(Source records)
━━━━━━━━━━━━━━━━━━━━━━━━━━━━━━

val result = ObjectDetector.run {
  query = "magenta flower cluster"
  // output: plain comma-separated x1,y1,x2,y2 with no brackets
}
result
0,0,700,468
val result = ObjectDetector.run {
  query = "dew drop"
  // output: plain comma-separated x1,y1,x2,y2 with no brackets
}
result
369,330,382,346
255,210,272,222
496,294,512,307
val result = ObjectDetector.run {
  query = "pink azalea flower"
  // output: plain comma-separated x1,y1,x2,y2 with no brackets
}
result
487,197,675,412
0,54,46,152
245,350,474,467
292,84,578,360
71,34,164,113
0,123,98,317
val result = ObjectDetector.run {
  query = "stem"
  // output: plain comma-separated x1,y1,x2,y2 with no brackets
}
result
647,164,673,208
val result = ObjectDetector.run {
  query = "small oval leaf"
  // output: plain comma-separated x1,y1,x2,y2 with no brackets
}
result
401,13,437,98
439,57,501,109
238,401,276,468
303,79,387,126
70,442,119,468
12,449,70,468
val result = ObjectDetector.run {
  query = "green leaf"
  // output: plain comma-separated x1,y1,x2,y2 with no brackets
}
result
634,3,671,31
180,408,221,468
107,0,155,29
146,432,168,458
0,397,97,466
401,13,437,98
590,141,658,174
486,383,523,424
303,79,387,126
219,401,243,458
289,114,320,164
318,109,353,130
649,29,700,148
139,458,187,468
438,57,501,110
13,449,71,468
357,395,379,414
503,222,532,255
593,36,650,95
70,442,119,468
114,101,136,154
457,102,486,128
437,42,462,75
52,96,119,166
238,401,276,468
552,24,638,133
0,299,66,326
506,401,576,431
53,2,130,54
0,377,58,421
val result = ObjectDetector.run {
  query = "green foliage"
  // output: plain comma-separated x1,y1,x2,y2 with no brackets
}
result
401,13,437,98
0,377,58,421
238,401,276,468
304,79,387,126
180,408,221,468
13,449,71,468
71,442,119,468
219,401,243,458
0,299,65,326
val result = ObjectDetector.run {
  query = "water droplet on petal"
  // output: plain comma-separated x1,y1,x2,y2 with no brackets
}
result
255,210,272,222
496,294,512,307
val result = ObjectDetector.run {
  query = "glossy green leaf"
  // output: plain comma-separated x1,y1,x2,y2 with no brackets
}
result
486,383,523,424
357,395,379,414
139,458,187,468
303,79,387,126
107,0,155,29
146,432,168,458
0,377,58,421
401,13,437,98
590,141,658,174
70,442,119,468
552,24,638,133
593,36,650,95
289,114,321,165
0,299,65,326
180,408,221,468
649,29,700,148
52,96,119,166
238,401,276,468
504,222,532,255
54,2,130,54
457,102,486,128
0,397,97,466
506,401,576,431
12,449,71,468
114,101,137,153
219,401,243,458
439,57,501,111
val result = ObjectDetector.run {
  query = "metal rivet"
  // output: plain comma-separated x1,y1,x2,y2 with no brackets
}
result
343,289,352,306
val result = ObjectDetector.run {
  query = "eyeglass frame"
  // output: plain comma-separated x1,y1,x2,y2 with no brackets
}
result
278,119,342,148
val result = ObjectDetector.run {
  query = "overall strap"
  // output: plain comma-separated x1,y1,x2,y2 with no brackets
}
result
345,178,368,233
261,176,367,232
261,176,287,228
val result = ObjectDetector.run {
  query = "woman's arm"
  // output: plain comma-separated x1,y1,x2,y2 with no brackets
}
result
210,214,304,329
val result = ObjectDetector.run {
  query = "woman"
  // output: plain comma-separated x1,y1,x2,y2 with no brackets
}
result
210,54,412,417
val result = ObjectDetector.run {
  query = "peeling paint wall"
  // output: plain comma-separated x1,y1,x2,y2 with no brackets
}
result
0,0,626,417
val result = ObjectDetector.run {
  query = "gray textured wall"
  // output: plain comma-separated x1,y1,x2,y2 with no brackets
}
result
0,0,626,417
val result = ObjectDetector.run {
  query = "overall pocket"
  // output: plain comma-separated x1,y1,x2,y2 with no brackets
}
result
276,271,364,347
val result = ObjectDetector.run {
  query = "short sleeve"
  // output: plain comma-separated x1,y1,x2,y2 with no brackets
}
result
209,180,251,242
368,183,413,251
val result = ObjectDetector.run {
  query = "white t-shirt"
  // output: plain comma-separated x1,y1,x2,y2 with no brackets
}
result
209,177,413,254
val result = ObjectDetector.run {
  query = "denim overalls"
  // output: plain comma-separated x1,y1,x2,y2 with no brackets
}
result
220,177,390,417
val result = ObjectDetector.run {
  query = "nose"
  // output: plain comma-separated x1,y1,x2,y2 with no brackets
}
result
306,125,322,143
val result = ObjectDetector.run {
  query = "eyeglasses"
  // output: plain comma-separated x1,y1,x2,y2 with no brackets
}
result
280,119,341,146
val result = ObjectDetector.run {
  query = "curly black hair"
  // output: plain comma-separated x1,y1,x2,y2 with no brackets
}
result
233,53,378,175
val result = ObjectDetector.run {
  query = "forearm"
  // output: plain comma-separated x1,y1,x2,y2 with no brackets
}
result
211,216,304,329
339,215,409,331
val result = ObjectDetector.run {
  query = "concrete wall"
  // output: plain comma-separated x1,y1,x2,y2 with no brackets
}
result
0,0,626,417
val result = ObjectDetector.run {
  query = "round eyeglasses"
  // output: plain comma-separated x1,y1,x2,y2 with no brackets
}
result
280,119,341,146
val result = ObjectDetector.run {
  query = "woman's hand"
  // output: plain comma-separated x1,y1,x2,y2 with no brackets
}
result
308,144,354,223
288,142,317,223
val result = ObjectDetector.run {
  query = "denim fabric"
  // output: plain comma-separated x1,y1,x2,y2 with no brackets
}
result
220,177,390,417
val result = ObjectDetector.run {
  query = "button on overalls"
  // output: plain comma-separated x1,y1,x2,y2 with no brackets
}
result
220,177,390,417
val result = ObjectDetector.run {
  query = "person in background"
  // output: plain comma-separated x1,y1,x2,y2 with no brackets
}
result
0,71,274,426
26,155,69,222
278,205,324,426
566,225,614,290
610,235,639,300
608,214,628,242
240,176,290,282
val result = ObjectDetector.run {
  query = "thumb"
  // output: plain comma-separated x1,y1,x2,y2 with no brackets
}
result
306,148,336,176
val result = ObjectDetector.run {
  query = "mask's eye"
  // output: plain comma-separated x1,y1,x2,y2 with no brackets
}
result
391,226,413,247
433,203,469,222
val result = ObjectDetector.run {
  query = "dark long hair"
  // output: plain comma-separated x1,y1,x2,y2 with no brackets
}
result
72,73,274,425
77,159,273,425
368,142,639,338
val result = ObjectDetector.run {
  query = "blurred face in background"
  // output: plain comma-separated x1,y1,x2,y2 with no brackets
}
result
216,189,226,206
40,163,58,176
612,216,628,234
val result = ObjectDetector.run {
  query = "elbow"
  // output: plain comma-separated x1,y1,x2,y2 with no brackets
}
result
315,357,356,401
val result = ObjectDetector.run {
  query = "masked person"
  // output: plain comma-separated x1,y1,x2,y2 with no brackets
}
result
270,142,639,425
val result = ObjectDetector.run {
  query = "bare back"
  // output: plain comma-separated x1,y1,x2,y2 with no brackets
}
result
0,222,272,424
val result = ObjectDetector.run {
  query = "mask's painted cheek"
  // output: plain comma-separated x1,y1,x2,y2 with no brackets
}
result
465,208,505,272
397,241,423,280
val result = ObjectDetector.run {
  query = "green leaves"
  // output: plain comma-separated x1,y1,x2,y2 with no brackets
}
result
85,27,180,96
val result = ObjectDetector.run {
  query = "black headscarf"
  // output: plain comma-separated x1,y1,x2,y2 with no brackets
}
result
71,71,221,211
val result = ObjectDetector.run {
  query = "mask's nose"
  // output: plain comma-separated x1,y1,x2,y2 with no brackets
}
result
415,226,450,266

━━━━━━━━━━━━━━━━━━━━━━━━━━━━━━

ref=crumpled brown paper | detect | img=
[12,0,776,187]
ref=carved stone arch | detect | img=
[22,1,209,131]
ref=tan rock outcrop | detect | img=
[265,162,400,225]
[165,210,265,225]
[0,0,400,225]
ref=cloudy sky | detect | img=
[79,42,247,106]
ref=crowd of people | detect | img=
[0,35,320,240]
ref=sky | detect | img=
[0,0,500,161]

━━━━━━━━━━━━━━━━━━━━━━━━━━━━━━

## Exercise goal
Which of the lines above contain the string "eyeglasses"? Show each one in full.

## Exercise response
  query = "eyeglasses"
  query = "round eyeglasses"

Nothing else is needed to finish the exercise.